[[ Material shown, beginning ]]

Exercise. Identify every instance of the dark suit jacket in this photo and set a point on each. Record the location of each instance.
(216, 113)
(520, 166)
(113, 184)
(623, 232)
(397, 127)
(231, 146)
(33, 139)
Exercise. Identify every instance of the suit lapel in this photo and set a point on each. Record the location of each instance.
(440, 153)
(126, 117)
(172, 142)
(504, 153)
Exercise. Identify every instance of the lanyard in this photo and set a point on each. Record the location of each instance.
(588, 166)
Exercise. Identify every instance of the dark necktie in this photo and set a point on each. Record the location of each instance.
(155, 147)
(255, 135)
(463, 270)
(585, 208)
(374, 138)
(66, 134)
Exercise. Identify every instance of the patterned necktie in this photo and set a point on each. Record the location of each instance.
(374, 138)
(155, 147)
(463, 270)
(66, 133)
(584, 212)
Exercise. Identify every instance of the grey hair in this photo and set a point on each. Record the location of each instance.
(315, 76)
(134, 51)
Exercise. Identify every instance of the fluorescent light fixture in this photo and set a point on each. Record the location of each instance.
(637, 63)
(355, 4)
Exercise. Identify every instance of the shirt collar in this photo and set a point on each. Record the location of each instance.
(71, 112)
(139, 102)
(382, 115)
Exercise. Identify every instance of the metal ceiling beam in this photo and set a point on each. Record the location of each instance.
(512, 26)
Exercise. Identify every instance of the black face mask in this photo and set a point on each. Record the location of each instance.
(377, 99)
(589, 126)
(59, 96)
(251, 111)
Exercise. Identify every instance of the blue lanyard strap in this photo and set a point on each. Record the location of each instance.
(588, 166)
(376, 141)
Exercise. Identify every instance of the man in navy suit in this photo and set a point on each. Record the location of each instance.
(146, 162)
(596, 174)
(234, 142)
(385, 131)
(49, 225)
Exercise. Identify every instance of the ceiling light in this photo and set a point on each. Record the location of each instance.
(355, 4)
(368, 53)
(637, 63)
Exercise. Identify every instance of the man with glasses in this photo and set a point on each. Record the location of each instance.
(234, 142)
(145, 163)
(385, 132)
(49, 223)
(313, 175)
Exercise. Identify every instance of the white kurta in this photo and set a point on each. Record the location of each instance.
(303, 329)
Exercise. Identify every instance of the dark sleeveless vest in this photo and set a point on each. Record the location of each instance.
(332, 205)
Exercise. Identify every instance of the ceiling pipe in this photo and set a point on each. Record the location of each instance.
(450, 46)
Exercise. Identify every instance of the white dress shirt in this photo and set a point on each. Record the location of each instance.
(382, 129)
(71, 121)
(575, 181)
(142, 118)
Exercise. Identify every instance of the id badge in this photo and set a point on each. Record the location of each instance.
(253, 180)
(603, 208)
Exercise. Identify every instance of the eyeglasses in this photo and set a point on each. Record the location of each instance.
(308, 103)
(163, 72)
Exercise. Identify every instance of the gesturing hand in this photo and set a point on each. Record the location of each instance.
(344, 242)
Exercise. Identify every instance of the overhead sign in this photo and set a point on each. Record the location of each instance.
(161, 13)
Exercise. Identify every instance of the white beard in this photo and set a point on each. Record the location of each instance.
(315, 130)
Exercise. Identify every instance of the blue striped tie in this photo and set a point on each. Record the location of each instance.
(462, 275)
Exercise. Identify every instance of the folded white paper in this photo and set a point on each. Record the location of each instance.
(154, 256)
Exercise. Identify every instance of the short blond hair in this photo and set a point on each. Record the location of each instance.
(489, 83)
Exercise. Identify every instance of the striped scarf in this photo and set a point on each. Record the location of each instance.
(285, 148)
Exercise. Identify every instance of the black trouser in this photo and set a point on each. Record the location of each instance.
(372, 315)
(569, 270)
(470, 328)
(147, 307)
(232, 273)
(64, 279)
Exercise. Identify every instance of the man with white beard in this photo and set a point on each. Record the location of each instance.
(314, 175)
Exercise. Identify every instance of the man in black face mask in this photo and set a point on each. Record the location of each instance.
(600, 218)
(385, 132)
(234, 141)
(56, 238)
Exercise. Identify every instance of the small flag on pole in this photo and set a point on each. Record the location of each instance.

[[ Material shown, end ]]

Task item: All entries given above should be transcribed exactly, with none omitted.

Exercise output:
Exercise. Identify every instance of the dark suit jacket in this photo and set a point on each. Record the location of each instance.
(216, 113)
(520, 166)
(113, 184)
(623, 232)
(397, 127)
(231, 146)
(33, 139)
Exercise. Identify every instance of the suit lapel in this photo and set a point on each. Record the location of each instance.
(440, 153)
(126, 117)
(172, 142)
(504, 153)
Exercise. Identify every instance of the lanyard in this photo and set a point on each. Record the location of each instance.
(588, 166)
Exercise. Identify every instance of the dark necktie in this photo and set a point on each. Record the location of each instance.
(155, 147)
(255, 135)
(463, 270)
(585, 208)
(374, 138)
(66, 134)
Exercise. Identify every instance of the patterned necktie in this photo and set a point on each. Record the location of each instance.
(374, 138)
(155, 147)
(463, 270)
(66, 133)
(584, 212)
Exercise. Identify every instance of the grey hair in this photo and set a point on each. Record the location of each instance.
(315, 76)
(134, 51)
Exercise. Identify every instance of the fluorescent light fixture in this photo and set a point on each. Record the location of each instance.
(637, 63)
(355, 4)
Exercise. Identify every instance of the shirt collar in this photo and set a point on each. Record the location of each instance.
(71, 112)
(139, 102)
(382, 115)
Exercise. Identify every instance of the metal ceiling beam in this photo and set a point on each. Record the location of each instance.
(512, 26)
Exercise. Identify every instance of the black face mask in this photo and set a point on each. Record the location of each instance.
(377, 99)
(589, 126)
(59, 96)
(251, 111)
Exercise. Identify every instance of the blue lanyard strap in this photo and set a point on each. Record the location of each instance.
(588, 166)
(376, 141)
Exercise. Identify every instance of the man in navy suit in this photo and set a point on each. Record the location of each instance.
(146, 162)
(596, 174)
(234, 142)
(385, 131)
(49, 225)
Exercise. Identify every instance of the ceiling light in this photo and set a point on each. Record the location of each instance.
(355, 4)
(368, 53)
(637, 63)
Exercise. Identify every instance of the man with glasses in this photo and set a point on each. Record the location of each instance.
(234, 142)
(145, 163)
(385, 132)
(49, 223)
(313, 175)
Exercise. Identify every instance of the white kurta in this photo and set a point on each. Record the location of each instance.
(303, 329)
Exercise. Identify every instance of the dark sleeveless vest in this photo and set a point on each. Record the location of each instance.
(332, 205)
Exercise. Identify every instance of the ceiling pipe in this photo and set a point on each. Record the location of each instance.
(450, 46)
Exercise. Identify every instance of the white dress shirt in this photo and set a point on each. Record the location of each instance.
(382, 129)
(71, 121)
(575, 181)
(142, 118)
Exercise. Identify every instance of the id badge in this photo and set a point on each. Record the location of each instance.
(253, 180)
(603, 208)
Exercise. Identify every instance of the eyeglasses in this photo and set a point on each. Record the location of each instance.
(308, 103)
(163, 72)
Exercise. Identify every instance of the gesturing hand in this photo and set a point on each. Record the location of each instance.
(344, 242)
Exercise. Identify every instance of the overhead sign in this photo and set a point on each. Record the location of each instance.
(161, 13)
Exercise. Identify every instance of the white beard in this photo and set a point on each. Record the location of each instance.
(315, 130)
Exercise. Identify every instance of the blue striped tie in this photo and set a point on each. Record the location of each instance.
(462, 275)
Exercise. Identify every instance of the folded white paper in this photo and set a point on each. Record the location of each instance.
(154, 256)
Exercise. Identify every instance of the short blond hair in this photo and set a point on each. Record the location of each instance.
(489, 83)
Exercise. Identify every instance of the striped scarf in this photo and set a point on each. Record the location of each instance.
(285, 148)
Exercise. Identify every instance of the black trouser in this photo and set a point on each. Record the location of each instance.
(372, 315)
(569, 270)
(470, 328)
(147, 307)
(232, 273)
(64, 279)
Exercise. Identify every instance of the man with white beard in this photo and set a point on each. Record the location of each instance.
(314, 175)
Exercise. Identify every instance of the man in black face mask in this photo and set a point on each. Record the location of each instance.
(600, 218)
(385, 132)
(234, 141)
(56, 238)
Exercise. Identify every instance of the small flag on pole in this photo and set a point on each. Record the location of each instance.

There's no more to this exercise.